Esercizi da svolgere
[1] Riporta fedelmente la parte del brano sulla spesa sanitaria che va da "La possibilità di" fino a "solo degli esempi.".
[2] Rispondi alle seguenti domande sul brano sulla spesa sanitaria.
(a) In quale anno un report dell'Ocse aveva già evidenziato la possibilità di tagliare la spesa?
(b) Quale forma di erogazione delle cure si è espansa rapidamente in molti paesi a causa della pandemia?
(c) Per quale motivo spostare tout court sul privato alcune prestazioni non è auspicabile?

E invece, osserva l’Ocse, “dovrebbe esserci ancora spazio per tagliare la spesa che “non produce risultati migliori o che è troppo dispendiosa”.
La possibilità di farlo è già stata evidenziata in un report Ocse del 2017, evidenziando i vantaggi per tutto il sistema sanitario e per tutti gli attori: pazienti, medici, manager e autorità di regolamentazione che hanno un ruolo importante da svolgere.
La riduzione degli sprechi dovrebbe essere una priorità: come affrontare gli errori medici che sono in gran parte prevenibili, l'uso inappropriato di antimicrobici e il non rispetto delle linee guida nella pratica medica, sono solo degli esempi.
L’Ocse richiama poi approcci collaudati per aumentare la produttività che includono politiche sul personale sanitario, il settore farmaceutico e le nuove tecnologie.
Ad esempio, attuando leggi e regolamenti che estendano l'ambito delle competenze per i “non medici” e che possono produrre risparmi sui costi senza effetti negativi sulla qualità dell'assistenza. Oppure intervenendo sul prezzo dei prodotti farmaceutici e sulle normative per l'ingresso nel mercato e sulla prescrizione che, dove attuate, hanno contribuito ad aumentare la penetrazione dei farmaci generici nel mercato risparmiando sui costi.
E ancora, implementando le valutazioni delle tecnologie sanitarie (HTA) che hanno il potenziale per garantire che non siano introdotte tecnologie inefficaci e che siano eliminate quelle presenti ma ormai obsolete e non più efficaci.
E poi lo sviluppo della digitalizzazione che può supportare nuovi metodi di erogazione delle cure, in particolare sotto forma di telemedicina (che tra l’latro, osserva l’Ocse, si è espansa rapidamente in molti paesi a causa della pandemia), accanto all’introduzione di strumenti robotici per migliorare alcune procedure; nonché ovviamente l’implementazione della qualità e della gestione dei dati sanitari.
Inoltre, è essenziale attuare i cambiamenti organizzativi necessari nella gestione delle risorse di terapia intensiva e dei protocolli sviluppati durante la pandemia che stanno portando a un uso più efficiente delle risorse ospedaliere.
Senza dimenticare la promozione di stili di vita più sani che richiede un'azione sia all'interno che all'esterno del settore sanitario.
E infine l’Ocse rimarca che prove emergenti dalla gestione della pandemia di COVID-19 suggeriscono anche che, col senno di poi, le risorse avrebbero potuto essere utilizzate meglio, sebbene l'urgenza della crisi presentasse considerevoli sfide ai governi per garantire sempre e comunque un buon "rapporto qualità-prezzo".
Nell'attuale clima economico, le opzioni politiche rimangono limitate
In conclusione l’Ocse sottolinea comunque che l'attuale situazione economica rappresenta una sfida per i responsabili delle politiche sanitarie.
Le risorse pubbliche sono scarse e il sistema sanitario ha invece bisogno di risorse crescenti.
Le opzioni su come coniugare le due realtà sono limitate poiché mobilitare risorse governative aggiuntive per la salute può diventare sempre più difficile, ma gli investimenti nella salute, su questo l'Ocse non ha dubbi, devono rimanere una priorità elevata, anche tra le altre emergenze.
La via principe è quella del recupero di efficienza e di ottimizzazione della spesa in tutte le aree del sistema sanitario anche perché, data l'attuale crisi del costo della vita, spostare tout court sul privato alcune prestazioni non è auspicabile, anche se rivalutare i confini tra privato e pubblico resta un'opzione da considerare in alcuni paesi nel lungo periodo.
“Una delle lezioni dalla risposta alla pandemia dovrebbe essere quella di ottenere valore per ogni euro investito nella salute e dovrebbe rimanere una priorità assoluta per i ministri della salute. E ciò è ancora più vero nell'attuale clima economico”, conclude l'Ocse.

Voci del dataset
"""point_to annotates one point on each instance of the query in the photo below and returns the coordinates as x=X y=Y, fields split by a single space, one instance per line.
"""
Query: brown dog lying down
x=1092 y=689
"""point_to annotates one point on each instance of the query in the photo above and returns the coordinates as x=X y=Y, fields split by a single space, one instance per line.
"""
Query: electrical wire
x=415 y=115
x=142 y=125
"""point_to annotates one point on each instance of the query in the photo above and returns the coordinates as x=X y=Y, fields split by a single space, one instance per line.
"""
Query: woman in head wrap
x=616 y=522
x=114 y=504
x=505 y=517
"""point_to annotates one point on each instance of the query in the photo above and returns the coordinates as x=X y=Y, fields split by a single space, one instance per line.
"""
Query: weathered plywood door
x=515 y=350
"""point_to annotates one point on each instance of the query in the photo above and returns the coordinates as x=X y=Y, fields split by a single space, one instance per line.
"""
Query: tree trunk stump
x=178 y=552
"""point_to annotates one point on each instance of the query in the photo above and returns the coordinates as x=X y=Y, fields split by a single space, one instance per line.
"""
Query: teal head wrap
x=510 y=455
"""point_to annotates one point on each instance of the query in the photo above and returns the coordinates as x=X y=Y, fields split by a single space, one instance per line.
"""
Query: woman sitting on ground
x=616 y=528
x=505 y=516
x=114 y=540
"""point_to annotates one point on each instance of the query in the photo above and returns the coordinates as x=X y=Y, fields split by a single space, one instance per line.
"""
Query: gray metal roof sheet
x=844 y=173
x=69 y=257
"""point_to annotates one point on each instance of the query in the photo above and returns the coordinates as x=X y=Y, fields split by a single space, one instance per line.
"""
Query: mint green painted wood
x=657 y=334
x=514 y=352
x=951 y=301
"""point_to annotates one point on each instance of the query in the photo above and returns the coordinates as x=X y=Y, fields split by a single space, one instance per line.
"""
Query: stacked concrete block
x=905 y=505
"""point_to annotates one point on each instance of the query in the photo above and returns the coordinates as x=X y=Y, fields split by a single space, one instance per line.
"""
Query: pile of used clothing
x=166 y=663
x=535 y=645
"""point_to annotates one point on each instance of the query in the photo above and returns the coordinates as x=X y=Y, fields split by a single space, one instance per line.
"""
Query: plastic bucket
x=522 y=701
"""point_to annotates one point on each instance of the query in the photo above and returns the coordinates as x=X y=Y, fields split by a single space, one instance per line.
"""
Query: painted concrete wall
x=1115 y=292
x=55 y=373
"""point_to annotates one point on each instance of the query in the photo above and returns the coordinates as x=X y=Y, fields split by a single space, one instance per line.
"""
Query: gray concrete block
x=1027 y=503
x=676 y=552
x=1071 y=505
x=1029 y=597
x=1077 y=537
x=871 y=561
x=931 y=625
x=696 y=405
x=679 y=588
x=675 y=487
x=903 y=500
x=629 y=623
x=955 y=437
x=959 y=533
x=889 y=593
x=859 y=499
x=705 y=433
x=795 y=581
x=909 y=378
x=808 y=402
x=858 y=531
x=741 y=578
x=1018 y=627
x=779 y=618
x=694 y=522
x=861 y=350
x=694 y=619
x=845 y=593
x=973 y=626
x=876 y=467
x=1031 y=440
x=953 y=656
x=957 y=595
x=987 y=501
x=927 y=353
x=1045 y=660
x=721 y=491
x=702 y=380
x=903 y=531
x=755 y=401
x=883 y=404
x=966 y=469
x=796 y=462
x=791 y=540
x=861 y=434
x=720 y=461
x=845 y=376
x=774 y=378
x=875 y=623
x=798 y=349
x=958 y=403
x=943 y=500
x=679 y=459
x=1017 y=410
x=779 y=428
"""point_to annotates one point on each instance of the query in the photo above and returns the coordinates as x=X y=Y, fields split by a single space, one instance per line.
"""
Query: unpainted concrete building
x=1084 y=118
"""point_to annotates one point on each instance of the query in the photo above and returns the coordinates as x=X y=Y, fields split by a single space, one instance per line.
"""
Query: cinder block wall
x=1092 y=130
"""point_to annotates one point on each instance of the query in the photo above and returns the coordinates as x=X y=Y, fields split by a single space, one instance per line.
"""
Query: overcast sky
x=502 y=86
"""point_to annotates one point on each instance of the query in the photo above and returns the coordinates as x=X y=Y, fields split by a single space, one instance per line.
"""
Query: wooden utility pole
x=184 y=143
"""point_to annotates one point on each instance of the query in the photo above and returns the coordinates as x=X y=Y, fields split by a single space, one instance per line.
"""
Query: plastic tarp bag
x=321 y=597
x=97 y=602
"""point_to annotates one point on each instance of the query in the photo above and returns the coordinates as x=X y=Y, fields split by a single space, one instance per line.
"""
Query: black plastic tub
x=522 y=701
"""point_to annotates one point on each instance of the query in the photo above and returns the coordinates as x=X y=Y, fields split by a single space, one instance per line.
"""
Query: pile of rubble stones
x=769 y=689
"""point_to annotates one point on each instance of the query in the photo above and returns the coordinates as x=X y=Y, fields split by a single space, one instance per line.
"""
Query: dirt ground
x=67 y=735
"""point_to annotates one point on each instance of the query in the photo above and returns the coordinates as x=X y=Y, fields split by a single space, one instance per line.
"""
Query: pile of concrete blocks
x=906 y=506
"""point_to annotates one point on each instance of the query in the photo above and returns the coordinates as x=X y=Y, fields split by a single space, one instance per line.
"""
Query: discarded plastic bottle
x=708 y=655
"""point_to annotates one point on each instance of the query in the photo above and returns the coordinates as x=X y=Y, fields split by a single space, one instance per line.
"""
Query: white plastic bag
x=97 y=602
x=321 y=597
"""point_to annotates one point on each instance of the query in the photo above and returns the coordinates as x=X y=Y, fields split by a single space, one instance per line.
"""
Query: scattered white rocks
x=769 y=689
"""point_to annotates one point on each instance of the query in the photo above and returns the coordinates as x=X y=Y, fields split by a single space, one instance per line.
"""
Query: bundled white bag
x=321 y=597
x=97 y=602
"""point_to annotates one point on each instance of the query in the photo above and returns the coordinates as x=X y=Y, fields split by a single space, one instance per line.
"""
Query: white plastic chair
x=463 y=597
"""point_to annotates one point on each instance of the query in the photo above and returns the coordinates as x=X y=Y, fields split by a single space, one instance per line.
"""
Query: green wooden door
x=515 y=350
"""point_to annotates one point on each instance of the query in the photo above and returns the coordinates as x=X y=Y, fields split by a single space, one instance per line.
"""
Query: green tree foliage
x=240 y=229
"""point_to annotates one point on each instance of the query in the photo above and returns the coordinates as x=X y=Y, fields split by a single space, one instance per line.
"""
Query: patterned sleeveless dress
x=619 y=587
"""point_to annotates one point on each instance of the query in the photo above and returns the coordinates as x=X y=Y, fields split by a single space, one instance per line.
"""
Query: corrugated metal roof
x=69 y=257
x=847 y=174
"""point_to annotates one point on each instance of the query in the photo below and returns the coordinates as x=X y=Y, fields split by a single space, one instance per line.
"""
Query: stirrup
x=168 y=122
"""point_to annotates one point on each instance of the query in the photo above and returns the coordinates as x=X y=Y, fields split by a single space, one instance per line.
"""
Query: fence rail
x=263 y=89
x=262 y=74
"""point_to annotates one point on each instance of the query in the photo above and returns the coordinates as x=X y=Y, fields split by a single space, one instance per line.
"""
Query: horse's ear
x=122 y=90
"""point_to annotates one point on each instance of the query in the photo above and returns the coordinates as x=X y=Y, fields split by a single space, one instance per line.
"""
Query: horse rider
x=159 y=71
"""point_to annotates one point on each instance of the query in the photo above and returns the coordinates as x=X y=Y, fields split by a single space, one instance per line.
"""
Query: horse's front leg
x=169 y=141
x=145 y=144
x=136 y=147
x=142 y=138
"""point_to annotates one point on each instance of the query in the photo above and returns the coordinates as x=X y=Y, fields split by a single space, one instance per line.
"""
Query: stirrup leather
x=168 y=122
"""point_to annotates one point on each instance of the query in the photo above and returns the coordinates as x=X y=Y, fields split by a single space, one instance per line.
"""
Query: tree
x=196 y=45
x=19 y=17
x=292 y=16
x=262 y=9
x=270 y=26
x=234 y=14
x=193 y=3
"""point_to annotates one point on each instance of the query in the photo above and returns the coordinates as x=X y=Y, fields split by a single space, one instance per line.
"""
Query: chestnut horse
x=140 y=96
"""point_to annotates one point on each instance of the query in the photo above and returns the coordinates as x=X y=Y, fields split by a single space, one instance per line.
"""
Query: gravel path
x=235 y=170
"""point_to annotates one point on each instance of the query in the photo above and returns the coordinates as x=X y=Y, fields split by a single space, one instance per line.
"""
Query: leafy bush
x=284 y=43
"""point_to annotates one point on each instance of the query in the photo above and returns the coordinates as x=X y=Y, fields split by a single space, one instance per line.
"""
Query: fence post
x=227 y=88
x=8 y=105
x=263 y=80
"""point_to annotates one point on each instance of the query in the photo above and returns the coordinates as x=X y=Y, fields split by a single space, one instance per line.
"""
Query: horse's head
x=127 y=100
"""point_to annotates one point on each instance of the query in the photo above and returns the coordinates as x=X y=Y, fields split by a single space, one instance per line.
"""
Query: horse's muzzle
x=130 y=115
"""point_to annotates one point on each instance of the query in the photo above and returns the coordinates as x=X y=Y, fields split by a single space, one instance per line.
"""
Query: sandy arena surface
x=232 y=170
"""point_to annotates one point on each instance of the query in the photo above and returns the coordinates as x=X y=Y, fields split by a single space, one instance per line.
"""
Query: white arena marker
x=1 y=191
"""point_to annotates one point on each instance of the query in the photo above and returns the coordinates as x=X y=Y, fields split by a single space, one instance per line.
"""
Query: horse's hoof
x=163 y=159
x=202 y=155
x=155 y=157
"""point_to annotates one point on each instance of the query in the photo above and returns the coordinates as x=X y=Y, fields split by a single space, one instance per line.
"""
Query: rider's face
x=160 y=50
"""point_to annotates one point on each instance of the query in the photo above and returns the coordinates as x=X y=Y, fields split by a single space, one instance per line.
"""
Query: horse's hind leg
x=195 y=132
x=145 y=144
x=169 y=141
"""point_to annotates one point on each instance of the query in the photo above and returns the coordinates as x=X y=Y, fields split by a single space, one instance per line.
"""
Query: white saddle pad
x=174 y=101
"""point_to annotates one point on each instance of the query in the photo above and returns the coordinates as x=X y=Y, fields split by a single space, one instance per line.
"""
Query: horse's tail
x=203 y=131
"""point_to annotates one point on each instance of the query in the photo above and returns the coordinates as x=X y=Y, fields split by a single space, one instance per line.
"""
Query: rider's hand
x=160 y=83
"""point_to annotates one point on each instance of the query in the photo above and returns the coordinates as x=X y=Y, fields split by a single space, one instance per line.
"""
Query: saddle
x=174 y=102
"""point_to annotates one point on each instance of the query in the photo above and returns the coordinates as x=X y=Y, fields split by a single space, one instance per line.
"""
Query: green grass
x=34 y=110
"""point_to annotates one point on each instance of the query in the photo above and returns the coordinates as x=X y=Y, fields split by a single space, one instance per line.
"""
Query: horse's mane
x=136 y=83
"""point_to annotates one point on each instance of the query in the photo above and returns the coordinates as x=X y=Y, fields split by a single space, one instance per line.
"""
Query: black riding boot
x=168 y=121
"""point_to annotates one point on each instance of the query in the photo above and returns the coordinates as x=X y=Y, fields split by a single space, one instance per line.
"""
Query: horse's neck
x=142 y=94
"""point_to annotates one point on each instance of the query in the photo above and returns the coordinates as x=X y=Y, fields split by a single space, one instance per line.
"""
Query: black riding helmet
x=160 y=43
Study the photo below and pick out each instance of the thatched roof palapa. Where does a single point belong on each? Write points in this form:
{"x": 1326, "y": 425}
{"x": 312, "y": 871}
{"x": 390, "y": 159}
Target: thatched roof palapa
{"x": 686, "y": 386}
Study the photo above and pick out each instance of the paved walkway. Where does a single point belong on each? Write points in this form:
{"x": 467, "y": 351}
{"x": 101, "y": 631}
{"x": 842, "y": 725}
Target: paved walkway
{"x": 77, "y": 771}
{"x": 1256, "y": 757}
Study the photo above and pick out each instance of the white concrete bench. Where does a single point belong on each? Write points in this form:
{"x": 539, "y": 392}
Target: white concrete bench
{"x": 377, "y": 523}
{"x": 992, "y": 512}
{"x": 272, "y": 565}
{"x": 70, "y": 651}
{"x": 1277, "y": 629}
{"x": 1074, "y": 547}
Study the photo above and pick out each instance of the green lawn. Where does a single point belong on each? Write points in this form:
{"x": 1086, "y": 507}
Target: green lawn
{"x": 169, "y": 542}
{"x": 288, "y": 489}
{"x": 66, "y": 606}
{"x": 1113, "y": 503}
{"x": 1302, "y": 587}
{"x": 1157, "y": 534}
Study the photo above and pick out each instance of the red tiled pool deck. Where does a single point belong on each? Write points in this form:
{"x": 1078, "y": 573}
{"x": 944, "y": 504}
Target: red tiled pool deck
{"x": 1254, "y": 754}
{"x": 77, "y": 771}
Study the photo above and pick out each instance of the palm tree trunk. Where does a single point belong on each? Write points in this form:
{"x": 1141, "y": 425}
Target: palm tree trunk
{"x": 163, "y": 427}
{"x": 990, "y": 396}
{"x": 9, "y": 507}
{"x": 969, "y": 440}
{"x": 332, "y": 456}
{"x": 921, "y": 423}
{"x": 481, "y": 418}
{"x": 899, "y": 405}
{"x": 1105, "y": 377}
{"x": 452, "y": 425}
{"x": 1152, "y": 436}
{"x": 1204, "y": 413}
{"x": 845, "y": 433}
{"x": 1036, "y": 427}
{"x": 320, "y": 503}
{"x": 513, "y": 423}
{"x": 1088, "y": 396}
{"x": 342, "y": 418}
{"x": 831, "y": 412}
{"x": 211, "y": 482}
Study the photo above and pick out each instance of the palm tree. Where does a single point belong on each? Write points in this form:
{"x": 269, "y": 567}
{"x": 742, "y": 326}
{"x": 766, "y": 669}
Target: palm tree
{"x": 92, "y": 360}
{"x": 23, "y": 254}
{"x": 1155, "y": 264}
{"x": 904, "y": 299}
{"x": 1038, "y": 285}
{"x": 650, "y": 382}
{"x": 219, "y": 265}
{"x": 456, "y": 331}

Soluzioni per voce
[1]
La possibilità di farlo è già stata evidenziata in un report Ocse del 2017, evidenziando i vantaggi per tutto il sistema sanitario e per tutti gli attori: pazienti, medici, manager e autorità di regolamentazione che hanno un ruolo importante da svolgere.
La riduzione degli sprechi dovrebbe essere una priorità: come affrontare gli errori medici che sono in gran parte prevenibili, l'uso inappropriato di antimicrobici e il non rispetto delle linee guida nella pratica medica, sono solo degli esempi.

[2]
(a) Nel 2017.
(b) La telemedicina.
(c) A causa dell'attuale crisi del costo della vita.